-------- Given information

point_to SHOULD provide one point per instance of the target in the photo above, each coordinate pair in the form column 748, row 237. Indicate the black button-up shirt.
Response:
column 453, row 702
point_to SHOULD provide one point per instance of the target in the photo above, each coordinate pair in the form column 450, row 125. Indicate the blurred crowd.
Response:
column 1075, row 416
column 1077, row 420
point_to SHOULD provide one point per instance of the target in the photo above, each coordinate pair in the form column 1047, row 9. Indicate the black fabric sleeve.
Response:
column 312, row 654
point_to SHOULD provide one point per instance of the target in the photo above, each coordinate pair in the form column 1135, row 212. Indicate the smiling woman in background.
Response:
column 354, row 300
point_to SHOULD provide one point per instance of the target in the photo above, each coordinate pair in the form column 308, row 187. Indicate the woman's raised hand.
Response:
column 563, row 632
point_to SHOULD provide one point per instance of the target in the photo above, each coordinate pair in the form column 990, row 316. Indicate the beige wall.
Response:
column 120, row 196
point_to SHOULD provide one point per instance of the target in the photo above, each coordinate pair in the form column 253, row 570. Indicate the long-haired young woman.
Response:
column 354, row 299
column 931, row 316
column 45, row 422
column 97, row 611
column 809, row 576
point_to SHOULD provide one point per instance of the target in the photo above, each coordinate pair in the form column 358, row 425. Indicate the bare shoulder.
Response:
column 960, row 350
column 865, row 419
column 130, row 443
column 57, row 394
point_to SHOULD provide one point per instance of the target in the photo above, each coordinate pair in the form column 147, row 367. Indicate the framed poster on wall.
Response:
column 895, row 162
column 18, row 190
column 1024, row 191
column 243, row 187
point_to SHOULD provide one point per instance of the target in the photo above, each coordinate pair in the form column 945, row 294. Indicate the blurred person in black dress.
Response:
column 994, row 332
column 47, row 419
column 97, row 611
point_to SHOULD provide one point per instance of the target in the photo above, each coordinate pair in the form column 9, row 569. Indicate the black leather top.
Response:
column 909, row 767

----------------

Exercise description:
Copy word for word the lines starting at the first line of the records above and ending at the line that contains "column 1077, row 420", with both of those lines included.

Reply to the task:
point_to SHOULD provide one point per instance of the target in the photo above, each coordinate pair in the form column 748, row 237. Indicate the black button-up shirt.
Response:
column 453, row 702
point_to SHOULD provide one point per instance of the target in the photo above, each coordinate pair in the form column 450, row 125. Indicate the blurred crowd.
Response:
column 1075, row 416
column 1077, row 420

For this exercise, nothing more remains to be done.